** Lista de tarefas **
[a] Retorne, sem alterações, tudo o que vai de "X_test_transf_reg = preprocessador_reg.transform(X_test)" até "X_test_transf_clf = preprocessador_clf.transform(X_test)" no trecho de código.
[b] Segundo o comentário no trecho de código, o que o modelo Least Absolute Deviation (LAD) utiliza em vez do erro quadrático?

** Trecho de código **

:::

X_train_transf_reg = preprocessador_reg.fit_transform(X_train, y_train)
X_test_transf_reg = preprocessador_reg.transform(X_test)

if REFERENCE_CONCEPT != 5:
    X_train_transf_clf = preprocessador_clf.fit_transform(X_train, y_train)
    X_test_transf_clf = preprocessador_clf.transform(X_test)

In [None]:
# Dicionário de modelos
modelos = {
    # Modelos de Regressão
    "Lasso": Lasso(),
    "Regressao Linear": LinearRegression(),
    "Ridge": Ridge(),
    "Random Forest Regression": RandomForestRegressor(random_state=1),
    "HistGradientBoostingRegressor": HistGradientBoostingRegressor(random_state=1),
    "SVR": SVR(),
    "MLP": MLPRegressor(random_state=1, max_iter=1000),
    "KNeighborsRegressor": KNeighborsRegressor(),
    "DecisionTreeRegressor": DecisionTreeRegressor(random_state=1),
    "GradientBoostingRegressor": GradientBoostingRegressor(random_state=1),

    # Modelos de regressão ordinal (apenas para competências)
    "Ordinal Regression LogisticAT": m.LogisticAT(alpha=1.0),
    "Ordinal Regression LogisticIT": m.LogisticIT(alpha=1.0),
    "Ordinal Regression OrdinalRidge": m.OrdinalRidge(),
    "Least Absolute Deviation (LAD)": m.LAD(random_state=1) # É como uma regressão linear, mas utiliza o erro absoluto em vez do erro quadrático
}

In [None]:
print(f"++++++++++++ ANÁLISE DA {'NOTA FINAL' if REFERENCE_CONCEPT == 5 else f'COMPETÊNCIA {REFERENCE_CONCEPT + 1}'} ++++++++++++")

for nome, modelo in modelos.items():
  if REFERENCE_CONCEPT == 5 and (nome.startswith("Ordinal Regression") or nome == "Least Absolute Deviation (LAD)"):
        continue  # Pula esses modelos se estiver avaliando a nota final porque mord não funciona sem o mapeamento

  modelo.fit(X_train_transf_reg, y_train)

:::

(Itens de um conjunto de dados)
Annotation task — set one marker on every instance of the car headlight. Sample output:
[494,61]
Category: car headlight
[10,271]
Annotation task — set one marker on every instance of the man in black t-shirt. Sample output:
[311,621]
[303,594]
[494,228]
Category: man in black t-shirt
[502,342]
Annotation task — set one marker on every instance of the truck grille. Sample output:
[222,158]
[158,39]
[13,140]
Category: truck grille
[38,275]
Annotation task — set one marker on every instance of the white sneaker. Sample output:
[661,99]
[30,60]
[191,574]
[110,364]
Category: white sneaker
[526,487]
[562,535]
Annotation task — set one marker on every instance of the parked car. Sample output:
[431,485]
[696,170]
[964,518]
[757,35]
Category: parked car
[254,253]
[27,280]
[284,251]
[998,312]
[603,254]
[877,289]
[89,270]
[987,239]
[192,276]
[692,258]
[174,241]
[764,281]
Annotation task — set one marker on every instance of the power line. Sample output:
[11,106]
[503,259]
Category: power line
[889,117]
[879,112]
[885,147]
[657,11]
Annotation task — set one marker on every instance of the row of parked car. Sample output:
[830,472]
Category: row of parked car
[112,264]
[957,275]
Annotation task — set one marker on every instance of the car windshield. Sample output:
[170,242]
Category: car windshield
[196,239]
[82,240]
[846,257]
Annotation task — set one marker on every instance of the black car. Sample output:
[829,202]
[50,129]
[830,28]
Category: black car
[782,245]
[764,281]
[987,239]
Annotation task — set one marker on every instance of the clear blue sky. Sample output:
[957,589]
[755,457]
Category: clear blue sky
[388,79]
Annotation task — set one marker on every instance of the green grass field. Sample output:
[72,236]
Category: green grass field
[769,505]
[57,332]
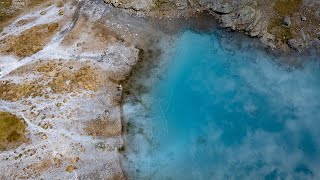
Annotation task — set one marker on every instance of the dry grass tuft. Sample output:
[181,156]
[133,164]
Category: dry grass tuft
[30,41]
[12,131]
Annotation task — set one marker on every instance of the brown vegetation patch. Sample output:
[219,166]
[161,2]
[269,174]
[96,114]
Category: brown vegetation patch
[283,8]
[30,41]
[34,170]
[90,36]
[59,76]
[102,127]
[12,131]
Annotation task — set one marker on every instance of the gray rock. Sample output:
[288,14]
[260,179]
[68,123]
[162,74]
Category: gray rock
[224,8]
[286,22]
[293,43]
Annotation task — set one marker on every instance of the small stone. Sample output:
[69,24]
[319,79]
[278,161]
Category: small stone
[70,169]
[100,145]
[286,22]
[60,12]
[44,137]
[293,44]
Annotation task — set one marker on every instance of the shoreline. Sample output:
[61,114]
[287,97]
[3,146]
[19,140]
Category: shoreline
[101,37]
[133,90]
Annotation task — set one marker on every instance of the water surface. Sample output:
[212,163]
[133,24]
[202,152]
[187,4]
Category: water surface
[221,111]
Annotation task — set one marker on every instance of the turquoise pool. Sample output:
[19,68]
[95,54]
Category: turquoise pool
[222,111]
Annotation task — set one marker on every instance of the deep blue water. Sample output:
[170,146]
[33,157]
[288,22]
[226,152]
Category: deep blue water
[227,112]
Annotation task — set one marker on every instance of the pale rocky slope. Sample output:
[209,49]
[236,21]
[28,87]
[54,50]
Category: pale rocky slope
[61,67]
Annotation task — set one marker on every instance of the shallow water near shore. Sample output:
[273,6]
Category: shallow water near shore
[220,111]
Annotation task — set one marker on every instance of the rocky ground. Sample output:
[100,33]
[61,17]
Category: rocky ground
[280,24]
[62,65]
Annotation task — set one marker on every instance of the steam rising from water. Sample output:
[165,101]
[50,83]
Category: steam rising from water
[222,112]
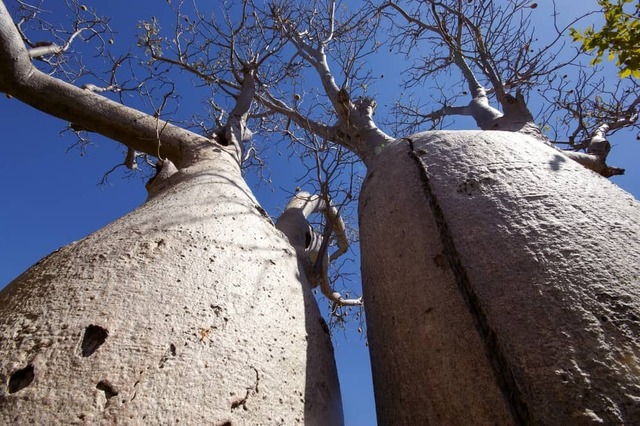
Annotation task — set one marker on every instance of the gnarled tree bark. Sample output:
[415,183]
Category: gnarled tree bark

:::

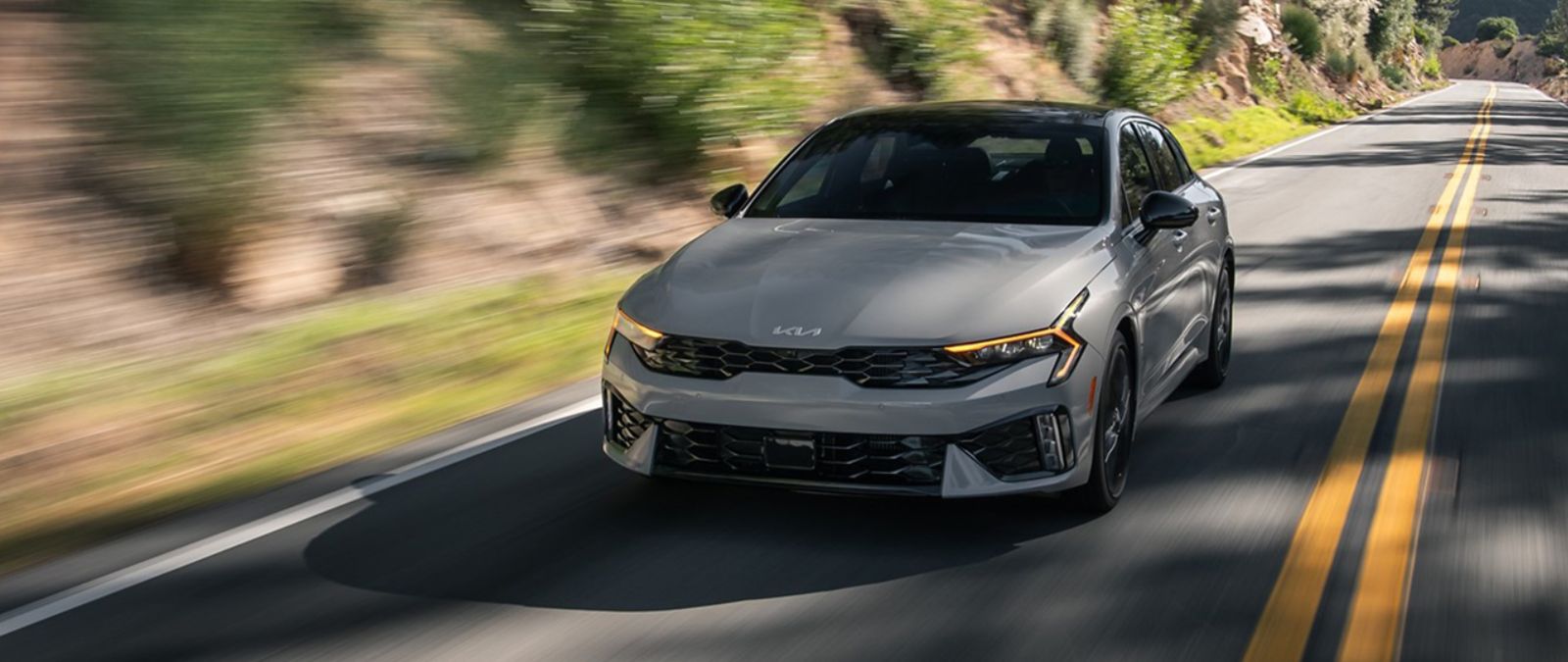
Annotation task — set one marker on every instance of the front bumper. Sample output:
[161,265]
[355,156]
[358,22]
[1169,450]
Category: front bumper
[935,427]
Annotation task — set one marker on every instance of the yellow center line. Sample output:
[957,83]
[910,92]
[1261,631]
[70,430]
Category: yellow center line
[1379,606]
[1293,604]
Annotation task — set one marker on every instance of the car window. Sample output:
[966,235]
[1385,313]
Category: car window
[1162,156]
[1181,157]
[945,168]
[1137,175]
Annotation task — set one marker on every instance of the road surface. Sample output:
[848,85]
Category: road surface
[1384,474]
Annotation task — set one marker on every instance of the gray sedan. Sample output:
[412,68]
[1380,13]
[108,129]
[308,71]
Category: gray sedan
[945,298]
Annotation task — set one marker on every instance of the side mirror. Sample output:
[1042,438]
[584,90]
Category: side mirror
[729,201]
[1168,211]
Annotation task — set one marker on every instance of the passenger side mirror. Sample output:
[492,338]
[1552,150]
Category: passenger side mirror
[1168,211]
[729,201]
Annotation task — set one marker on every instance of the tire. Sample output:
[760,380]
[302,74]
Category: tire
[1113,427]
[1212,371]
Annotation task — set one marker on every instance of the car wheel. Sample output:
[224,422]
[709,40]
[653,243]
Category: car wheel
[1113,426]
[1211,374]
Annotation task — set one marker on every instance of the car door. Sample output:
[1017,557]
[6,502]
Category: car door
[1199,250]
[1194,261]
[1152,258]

:::

** Respostas por tarefa **
[a]
X_test_transf_reg = preprocessador_reg.transform(X_test)

if REFERENCE_CONCEPT != 5:
    X_train_transf_clf = preprocessador_clf.fit_transform(X_train, y_train)
    X_test_transf_clf = preprocessador_clf.transform(X_test)

[b] O erro absoluto.